* [Text]
· · · · ·
Cancer claims approximately 10 million lives worldwide annually. While several therapies have helped improve outcomes in cancer patients, they are also known for affecting healthy cells in these individuals. A treatment that limits or eliminates damage to non-cancerous cells has remained evasive. Offering some hope in this regard, scientists have reported the designing of nanoparticles that communicate only with cancer cells and reduce the pace of their growth.

In a new multi-institutional study, researchers have described new gold nanoparticles that are activated when they encounter cancer cells. They self-assemble and relay messages instructing cancer cells to slow their development. Importantly, the nanoparticles interact only with cancerous cells, thereby, leaving healthy cells unaffected. The findings were published in the journal Advanced Materials.

"Cancer cells take up materials from their environment, and they also secrete factors that help them degrade surrounding tissue in order to spread and metastasize. We made particles that respond to both of these characteristics by aggregating into clusters that are actively taken up by cancer cells. Once inside, they appear to be able to reduce the cancer cells' metabolic activity and consequently reduce their growth," said Richard Huang, lead author of the study, in a statement.

A Novel Framework

Cancer Cell
Cancer Cell Division (Representational Picture)Max Pixel

One of the factors that make the advancement of cancer difficult to limit is the secretion of an enzyme, matrix metalloproteinase-9 (MMP-9), in unusually large quantities by cancer cells. This process results in the disintegration of collagen that binds healthy tissue together. Taking the fight to the cancer cells, the authors used this against them to develop a novel framework.

The researchers designed gold nanoparticles that were moderated by a zwitterionic tetrapeptide model. A zwitterionic form of a peptide is where the amino terminus (beginning of the polypeptide) is positively charged and the carboxy terminus (end of the polypeptide) is negatively charged.

Dr. Rein Ulijn, corresponding author of the study, explained what the team aimed to achieve through the research. "We wanted to determine whether it's possible to make use of relatively simple peptide design to create nanoparticles that could produce robust self-assembly in biological media and have an impact on cancer cells," he said.
· · · · ·
* [Things to do]
- 1) List each thing that the article on gold nanoparticles above says cancer cells do.
- 2) Resume the article on gold nanoparticles after its last paragraph.

* [Dataset entries]
· · · · ·
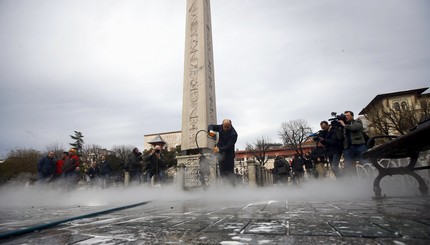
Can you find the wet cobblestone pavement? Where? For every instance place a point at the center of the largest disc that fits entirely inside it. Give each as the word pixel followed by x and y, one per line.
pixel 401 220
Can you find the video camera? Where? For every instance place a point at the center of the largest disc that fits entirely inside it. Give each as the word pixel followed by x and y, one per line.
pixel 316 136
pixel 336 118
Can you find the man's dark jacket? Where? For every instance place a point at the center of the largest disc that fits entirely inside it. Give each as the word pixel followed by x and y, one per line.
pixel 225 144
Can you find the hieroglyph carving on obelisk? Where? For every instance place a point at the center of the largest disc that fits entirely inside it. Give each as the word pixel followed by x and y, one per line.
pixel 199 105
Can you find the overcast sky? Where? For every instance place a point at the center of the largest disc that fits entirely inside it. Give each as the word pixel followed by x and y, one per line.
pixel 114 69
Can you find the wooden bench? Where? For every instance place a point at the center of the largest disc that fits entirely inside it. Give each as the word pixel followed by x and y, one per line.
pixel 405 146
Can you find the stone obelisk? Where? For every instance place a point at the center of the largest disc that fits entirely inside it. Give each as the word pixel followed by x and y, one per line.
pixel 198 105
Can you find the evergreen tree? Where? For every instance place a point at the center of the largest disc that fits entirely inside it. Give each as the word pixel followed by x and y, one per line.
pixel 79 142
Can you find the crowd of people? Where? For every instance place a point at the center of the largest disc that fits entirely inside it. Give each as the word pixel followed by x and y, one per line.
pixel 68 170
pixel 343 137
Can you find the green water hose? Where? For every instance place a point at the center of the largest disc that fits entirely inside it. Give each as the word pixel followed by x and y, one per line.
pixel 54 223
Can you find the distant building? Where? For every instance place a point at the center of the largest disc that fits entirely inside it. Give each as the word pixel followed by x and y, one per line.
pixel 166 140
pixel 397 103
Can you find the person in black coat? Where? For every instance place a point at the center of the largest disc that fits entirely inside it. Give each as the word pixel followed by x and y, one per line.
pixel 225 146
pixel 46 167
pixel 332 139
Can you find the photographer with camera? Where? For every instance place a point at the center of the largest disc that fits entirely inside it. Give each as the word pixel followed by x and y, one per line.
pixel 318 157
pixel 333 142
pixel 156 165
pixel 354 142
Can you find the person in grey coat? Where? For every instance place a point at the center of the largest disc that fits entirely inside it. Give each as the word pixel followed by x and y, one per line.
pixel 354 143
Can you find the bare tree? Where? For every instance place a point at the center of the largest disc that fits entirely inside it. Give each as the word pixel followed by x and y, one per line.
· · · · ·
* [Your written answers]
- 1)
- Take up materials from their environment
- Secrete factors that help them degrade surrounding tissue in order to spread and metastasize
- Secrete the enzyme matrix metalloproteinase-9 (MMP-9) in unusually large quantities, which breaks down the collagen that binds healthy tissue together

- 2)
'Talking' Only With Cancer Cells

Cancer cells
Gold nanoparticle aggregates (red) are observed inside triple negative breast cancer cells after an enzyme-activated assembly and internalization process.Richard Huang and Ye He

The gold nanoparticles, when triggered by MMP-9, commence assembly into large clusters or aggregates within the cancer cell's vicinity. These aggregates are engulfed by the cells, leading to an increase in their size. The larger size leads to physical distress in cancer cells and decreases their capacity to multiply and survive. Most crucially, the interaction of the nanoparticles only with cancer cells ensured that surrounding healthy cells were not affected.

A key highlight of the research was that the team visualized the nanoparticle aggregates within the cancer cells in real-time using confocal reflection microscopy. Dr. Ye he, co-author of the study, illustrated, "This label-free, live imaging technique allowed us to have a closer look at when and where the aggregates were formed, and how the cancer cells respond to the particles at the sub-cellular level."

While the findings are encouraging, the authors admitted that further research is required to ascertain the therapeutic potential of the study's discovery. "While this is early-stage research, the findings provide exciting possibilities for a drug-free therapeutic treatment that could be extremely useful for cancer patients who have developed drug resistance and for extending the lives of people with metastatic cancer," concluded Dr. Ulijn.